━━━ Provided text
Why the country with the largest oil reserves in the world became a failed state.
On January 3, U.S. forces captured Nicolás Maduro and removed him from power, putting Venezuela back at the center of global headlines. It has brought renewed focus on the epic economic failure Maduro visited upon the country. Venezuela suffered what the IMF has described as the single largest economic collapse for a non-conflict country in decades.
To put it in perspective, here are the countries which saw the ten largest economic collapses as a percent of their peak gross domestic product in the last 100 years:

Above Venezuela are Liberia, which descended into civil war in the 1980s and 90s, Kuwait and Iraq, which were both devastated by the first Gulf War, and Georgia, which, like multiple other countries on the list, saw severe economic collapse in the aftermath of the fall of the Soviet Union.
So, what caused Venezuela’s collapse? The first driver was oil dependence. As the holder of the largest oil reserves in the world, oil supplied to Venezeula most of the dollars used to import food, medicine, and industrial machinery that help fuel economic growth. When global oil prices plunged in 2014, the flow of dollars dried up fast. For a country that imported a large share of what people consumed, that shock hit daily life immediately.
━━━━━━
━━━ Available data
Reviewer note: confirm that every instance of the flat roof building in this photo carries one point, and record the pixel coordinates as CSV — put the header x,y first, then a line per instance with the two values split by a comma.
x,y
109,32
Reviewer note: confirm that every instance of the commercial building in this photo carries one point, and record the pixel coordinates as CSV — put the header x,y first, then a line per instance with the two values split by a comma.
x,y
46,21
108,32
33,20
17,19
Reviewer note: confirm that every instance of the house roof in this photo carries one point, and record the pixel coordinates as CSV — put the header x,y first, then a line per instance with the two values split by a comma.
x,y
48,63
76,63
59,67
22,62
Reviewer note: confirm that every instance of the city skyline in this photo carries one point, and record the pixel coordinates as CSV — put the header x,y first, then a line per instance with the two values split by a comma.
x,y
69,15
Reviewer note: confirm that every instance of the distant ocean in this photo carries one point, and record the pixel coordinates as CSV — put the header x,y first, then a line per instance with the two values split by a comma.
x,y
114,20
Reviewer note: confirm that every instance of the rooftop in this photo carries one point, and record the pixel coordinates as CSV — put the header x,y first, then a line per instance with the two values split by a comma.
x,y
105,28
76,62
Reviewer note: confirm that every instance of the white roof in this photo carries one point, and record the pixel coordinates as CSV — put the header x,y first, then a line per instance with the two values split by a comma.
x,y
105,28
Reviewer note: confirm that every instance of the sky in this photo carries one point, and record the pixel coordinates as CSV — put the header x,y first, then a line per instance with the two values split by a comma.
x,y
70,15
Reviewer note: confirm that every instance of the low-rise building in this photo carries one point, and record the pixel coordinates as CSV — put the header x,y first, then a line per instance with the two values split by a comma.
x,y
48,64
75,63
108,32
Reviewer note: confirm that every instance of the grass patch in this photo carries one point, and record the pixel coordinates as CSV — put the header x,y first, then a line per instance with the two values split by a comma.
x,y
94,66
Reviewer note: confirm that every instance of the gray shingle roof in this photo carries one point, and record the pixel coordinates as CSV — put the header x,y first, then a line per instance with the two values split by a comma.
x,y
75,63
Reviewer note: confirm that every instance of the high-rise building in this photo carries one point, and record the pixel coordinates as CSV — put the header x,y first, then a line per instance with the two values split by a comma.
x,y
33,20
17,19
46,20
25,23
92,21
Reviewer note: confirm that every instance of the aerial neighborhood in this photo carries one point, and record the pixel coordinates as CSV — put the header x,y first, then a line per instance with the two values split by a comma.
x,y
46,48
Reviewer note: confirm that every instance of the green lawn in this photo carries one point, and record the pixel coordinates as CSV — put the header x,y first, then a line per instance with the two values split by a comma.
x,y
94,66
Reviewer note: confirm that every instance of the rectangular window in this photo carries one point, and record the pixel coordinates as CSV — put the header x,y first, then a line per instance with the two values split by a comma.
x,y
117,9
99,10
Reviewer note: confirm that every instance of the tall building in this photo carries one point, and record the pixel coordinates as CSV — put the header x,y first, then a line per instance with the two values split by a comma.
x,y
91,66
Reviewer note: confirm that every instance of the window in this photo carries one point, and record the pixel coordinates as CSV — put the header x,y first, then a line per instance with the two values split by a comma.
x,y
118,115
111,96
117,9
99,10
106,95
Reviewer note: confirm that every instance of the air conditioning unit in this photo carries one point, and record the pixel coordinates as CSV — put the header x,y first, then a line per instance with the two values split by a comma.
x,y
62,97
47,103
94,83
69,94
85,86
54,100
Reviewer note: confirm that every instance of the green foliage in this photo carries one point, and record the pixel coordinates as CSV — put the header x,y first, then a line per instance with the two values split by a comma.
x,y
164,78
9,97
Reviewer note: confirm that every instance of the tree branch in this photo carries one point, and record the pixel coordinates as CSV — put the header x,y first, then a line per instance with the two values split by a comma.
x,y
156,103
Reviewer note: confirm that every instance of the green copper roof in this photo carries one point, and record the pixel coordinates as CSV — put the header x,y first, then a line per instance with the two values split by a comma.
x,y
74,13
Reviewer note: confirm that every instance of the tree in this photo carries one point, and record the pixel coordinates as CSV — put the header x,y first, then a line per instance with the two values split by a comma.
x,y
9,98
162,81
━━━━━━
**Exercises:**
[1] According to the Venezuela article, in what year did global oil prices plunge?
[2] Please summarize the Venezuela article in two sentences.
[3] Swap "civil war" for "armed conflict" and write out the Venezuela article between "Above Venezuela are" and "daily life immediately.", inclusive.
These entries come from a separate source.

**Task-by-task answers:**
[1] In 2014.

[2] After U.S. forces captured Nicolás Maduro on January 3, attention returned to Venezuela's economic collapse, which the IMF has described as the single largest for a non-conflict country in decades. The first driver was oil dependence: when global oil prices plunged in 2014, the dollars Venezuela used to import food, medicine, and industrial machinery dried up fast.

[3]
Above Venezuela are Liberia, which descended into armed conflict in the 1980s and 90s, Kuwait and Iraq, which were both devastated by the first Gulf War, and Georgia, which, like multiple other countries on the list, saw severe economic collapse in the aftermath of the fall of the Soviet Union.
So, what caused Venezuela’s collapse? The first driver was oil dependence. As the holder of the largest oil reserves in the world, oil supplied to Venezeula most of the dollars used to import food, medicine, and industrial machinery that help fuel economic growth. When global oil prices plunged in 2014, the flow of dollars dried up fast. For a country that imported a large share of what people consumed, that shock hit daily life immediately.